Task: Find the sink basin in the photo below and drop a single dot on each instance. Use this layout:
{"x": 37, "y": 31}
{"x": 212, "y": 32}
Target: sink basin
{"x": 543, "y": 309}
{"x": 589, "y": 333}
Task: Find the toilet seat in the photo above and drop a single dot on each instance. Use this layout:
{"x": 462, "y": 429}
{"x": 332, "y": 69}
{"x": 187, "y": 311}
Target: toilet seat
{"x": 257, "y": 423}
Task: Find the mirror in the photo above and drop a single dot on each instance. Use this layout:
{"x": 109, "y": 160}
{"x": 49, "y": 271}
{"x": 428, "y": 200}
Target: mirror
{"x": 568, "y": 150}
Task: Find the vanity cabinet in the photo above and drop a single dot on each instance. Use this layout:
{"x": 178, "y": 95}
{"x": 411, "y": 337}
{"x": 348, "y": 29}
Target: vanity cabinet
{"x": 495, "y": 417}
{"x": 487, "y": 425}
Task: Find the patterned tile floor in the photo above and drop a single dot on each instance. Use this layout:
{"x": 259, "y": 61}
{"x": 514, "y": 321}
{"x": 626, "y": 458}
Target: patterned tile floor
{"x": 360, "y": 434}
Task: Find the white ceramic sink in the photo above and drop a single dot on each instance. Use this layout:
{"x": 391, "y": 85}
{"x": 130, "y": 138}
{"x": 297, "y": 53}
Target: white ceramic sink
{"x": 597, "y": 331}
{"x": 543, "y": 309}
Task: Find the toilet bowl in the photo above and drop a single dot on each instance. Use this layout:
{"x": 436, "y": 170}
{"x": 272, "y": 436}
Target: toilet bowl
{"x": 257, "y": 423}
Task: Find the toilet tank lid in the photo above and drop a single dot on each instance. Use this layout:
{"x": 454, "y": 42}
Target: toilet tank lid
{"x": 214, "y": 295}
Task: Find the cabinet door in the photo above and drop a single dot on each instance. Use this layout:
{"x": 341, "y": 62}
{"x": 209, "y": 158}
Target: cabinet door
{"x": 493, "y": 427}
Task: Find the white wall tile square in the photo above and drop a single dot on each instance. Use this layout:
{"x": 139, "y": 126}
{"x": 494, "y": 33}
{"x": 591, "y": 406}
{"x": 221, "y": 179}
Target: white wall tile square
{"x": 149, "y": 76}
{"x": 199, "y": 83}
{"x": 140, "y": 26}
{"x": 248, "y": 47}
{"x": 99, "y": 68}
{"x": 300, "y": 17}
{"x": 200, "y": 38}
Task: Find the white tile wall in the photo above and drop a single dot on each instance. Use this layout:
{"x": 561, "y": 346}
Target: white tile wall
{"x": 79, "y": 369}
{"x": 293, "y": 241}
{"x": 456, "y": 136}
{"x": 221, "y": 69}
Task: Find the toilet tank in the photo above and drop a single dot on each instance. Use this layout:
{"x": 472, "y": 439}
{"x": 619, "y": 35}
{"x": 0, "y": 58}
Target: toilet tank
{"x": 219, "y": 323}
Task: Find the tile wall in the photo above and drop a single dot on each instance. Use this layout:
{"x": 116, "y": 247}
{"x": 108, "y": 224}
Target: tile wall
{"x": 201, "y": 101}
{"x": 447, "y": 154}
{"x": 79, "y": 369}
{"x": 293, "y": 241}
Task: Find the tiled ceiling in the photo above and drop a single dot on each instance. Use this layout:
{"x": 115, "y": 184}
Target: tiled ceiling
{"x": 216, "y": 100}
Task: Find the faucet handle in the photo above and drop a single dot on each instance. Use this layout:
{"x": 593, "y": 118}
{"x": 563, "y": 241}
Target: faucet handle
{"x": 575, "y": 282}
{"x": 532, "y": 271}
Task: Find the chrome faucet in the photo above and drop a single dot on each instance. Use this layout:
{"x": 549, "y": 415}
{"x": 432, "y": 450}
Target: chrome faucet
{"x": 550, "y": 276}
____________
▶ [Directions] Write the entries above out again, unchanged and complete.

▶ [Solution to this problem]
Task: Find the sink basin in the photo below and drop a single dot on each instance. Use this layout:
{"x": 37, "y": 31}
{"x": 212, "y": 32}
Target: sink basin
{"x": 543, "y": 309}
{"x": 589, "y": 333}
Task: Find the toilet seat in the photo above and drop a single dot on each instance. Use this layout:
{"x": 462, "y": 429}
{"x": 332, "y": 69}
{"x": 187, "y": 311}
Target: toilet seat
{"x": 257, "y": 423}
Task: Find the mirror in the photo above and drop a single dot on each instance. Use this layout:
{"x": 109, "y": 160}
{"x": 49, "y": 271}
{"x": 428, "y": 200}
Target: mirror
{"x": 568, "y": 150}
Task: Find the vanity cabinet in the photo above and drop a single dot on each instance. Use this layout:
{"x": 178, "y": 95}
{"x": 411, "y": 337}
{"x": 348, "y": 29}
Target: vanity cabinet
{"x": 495, "y": 417}
{"x": 487, "y": 425}
Task: Find the patterned tile floor in the photo above and drop a single dot on each instance. Use this layout:
{"x": 259, "y": 61}
{"x": 514, "y": 321}
{"x": 626, "y": 458}
Target: patterned tile floor
{"x": 360, "y": 434}
Task: Find the white ceramic sink in the photo above and drop a single dot on each instance. Use this layout:
{"x": 391, "y": 85}
{"x": 130, "y": 138}
{"x": 297, "y": 53}
Target: white ceramic sink
{"x": 597, "y": 331}
{"x": 543, "y": 309}
Task: Find the toilet bowl in the photo above and drop a single dot on each instance. Use this layout:
{"x": 436, "y": 170}
{"x": 272, "y": 436}
Target: toilet bowl
{"x": 257, "y": 423}
Task: Find the toilet tank lid in the photo above and drop a single dot on each instance. Use this layout:
{"x": 454, "y": 42}
Target: toilet tank lid
{"x": 214, "y": 295}
Task: Find the cabinet door in the photo above and drop a single dot on each instance. Use this layout:
{"x": 341, "y": 62}
{"x": 209, "y": 158}
Target: cabinet door
{"x": 493, "y": 427}
Task: Find the white wall tile square in the photo above and drop a single dot on each instance. Use this layout:
{"x": 139, "y": 126}
{"x": 494, "y": 33}
{"x": 591, "y": 406}
{"x": 221, "y": 179}
Target: white wall tile square
{"x": 149, "y": 76}
{"x": 199, "y": 83}
{"x": 140, "y": 26}
{"x": 248, "y": 47}
{"x": 99, "y": 68}
{"x": 300, "y": 17}
{"x": 200, "y": 38}
Task: Find the white tile wall in the photo above and drop a single dot on each instance. Use this layout:
{"x": 561, "y": 346}
Target: white tile wall
{"x": 79, "y": 369}
{"x": 293, "y": 241}
{"x": 456, "y": 136}
{"x": 221, "y": 69}
Task: Find the toilet tank in the photo above and drop a single dot on each instance. Use this layout:
{"x": 472, "y": 439}
{"x": 619, "y": 35}
{"x": 0, "y": 58}
Target: toilet tank
{"x": 219, "y": 323}
Task: Find the tile wall in the photo above and drop a single dot on each instance. Use this layout:
{"x": 116, "y": 247}
{"x": 108, "y": 224}
Target: tile wall
{"x": 201, "y": 101}
{"x": 447, "y": 154}
{"x": 79, "y": 369}
{"x": 293, "y": 241}
Task: Find the tiled ceiling in the photo above and drop a single dot on each instance. Use this layout:
{"x": 115, "y": 184}
Target: tiled ceiling
{"x": 216, "y": 100}
Task: Find the faucet handle in the photo above and drop a single dot on each instance. Use this layout:
{"x": 593, "y": 118}
{"x": 563, "y": 241}
Target: faucet handle
{"x": 575, "y": 282}
{"x": 532, "y": 271}
Task: Find the chrome faucet in the photo above and drop a single dot on each instance. Use this layout:
{"x": 549, "y": 415}
{"x": 432, "y": 450}
Target: chrome faucet
{"x": 550, "y": 276}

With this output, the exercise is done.